**Problem**
From the records below, copy each line in which the string "uniform" occurs.

**Data listing**
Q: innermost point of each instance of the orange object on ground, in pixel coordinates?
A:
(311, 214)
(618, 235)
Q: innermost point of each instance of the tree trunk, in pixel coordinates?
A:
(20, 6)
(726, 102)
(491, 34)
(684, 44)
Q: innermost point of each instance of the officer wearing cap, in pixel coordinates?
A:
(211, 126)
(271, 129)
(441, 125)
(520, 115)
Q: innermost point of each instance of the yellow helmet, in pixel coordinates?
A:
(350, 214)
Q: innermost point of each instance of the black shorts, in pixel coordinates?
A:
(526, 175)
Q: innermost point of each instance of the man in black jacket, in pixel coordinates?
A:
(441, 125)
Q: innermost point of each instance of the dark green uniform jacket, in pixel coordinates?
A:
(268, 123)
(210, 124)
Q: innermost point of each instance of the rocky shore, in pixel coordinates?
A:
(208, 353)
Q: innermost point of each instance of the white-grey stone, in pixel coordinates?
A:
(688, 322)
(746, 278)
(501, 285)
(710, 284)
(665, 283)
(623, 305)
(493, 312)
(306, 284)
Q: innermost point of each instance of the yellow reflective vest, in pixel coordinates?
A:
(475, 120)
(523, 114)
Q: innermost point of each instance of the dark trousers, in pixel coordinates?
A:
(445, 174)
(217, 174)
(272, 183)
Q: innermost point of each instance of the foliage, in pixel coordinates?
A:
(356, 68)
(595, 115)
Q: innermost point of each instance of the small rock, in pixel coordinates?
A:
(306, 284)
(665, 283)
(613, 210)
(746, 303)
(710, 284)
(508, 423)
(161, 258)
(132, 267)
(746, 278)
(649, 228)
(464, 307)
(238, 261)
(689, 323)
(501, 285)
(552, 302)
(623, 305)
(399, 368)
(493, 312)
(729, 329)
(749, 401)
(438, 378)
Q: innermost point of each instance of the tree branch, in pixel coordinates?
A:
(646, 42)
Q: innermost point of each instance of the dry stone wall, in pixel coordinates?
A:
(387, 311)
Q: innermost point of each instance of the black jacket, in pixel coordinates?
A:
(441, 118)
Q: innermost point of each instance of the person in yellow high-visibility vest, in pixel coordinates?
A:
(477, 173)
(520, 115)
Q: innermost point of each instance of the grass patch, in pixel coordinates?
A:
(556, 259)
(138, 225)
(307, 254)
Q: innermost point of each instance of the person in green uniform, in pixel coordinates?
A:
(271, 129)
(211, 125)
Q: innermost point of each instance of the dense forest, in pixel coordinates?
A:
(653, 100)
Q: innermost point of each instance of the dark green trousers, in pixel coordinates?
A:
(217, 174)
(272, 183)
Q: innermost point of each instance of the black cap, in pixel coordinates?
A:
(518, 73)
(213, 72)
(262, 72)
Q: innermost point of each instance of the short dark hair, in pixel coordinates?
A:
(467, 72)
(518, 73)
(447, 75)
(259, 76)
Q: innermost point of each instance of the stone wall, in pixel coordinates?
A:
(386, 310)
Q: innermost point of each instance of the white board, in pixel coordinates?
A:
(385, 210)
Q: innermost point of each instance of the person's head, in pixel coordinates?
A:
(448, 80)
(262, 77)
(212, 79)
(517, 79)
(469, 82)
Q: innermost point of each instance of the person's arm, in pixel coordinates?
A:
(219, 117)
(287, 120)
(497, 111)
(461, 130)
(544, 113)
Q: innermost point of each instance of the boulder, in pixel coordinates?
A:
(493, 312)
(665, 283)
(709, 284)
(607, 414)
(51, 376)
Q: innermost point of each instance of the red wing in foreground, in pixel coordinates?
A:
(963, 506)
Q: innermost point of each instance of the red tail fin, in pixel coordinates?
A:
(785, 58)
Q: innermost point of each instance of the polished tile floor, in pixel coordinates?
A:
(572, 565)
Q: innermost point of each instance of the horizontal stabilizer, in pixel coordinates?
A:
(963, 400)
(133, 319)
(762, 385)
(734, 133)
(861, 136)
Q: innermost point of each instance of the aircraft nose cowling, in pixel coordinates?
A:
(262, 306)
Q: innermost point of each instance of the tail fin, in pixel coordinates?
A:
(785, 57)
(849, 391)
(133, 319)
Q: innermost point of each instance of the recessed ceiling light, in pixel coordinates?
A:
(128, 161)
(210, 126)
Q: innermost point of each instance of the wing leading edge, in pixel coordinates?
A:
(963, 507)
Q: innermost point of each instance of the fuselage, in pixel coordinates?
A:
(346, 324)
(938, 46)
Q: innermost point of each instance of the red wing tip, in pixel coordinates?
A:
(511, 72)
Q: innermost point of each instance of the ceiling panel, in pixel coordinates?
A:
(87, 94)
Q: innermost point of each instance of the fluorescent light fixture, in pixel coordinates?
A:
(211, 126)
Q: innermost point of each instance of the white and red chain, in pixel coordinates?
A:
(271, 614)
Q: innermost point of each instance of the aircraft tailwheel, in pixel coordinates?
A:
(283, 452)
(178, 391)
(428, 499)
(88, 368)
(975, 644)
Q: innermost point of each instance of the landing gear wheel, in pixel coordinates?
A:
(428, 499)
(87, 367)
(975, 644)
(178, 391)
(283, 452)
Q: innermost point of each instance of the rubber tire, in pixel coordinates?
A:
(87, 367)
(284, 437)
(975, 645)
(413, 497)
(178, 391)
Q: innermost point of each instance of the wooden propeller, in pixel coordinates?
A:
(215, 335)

**Answer below**
Q: innermost point of each instance of the dark green uniform jacket, in pixel coordinates?
Q: innermost point of each instance of the person in green uniform, in pixel coordinates?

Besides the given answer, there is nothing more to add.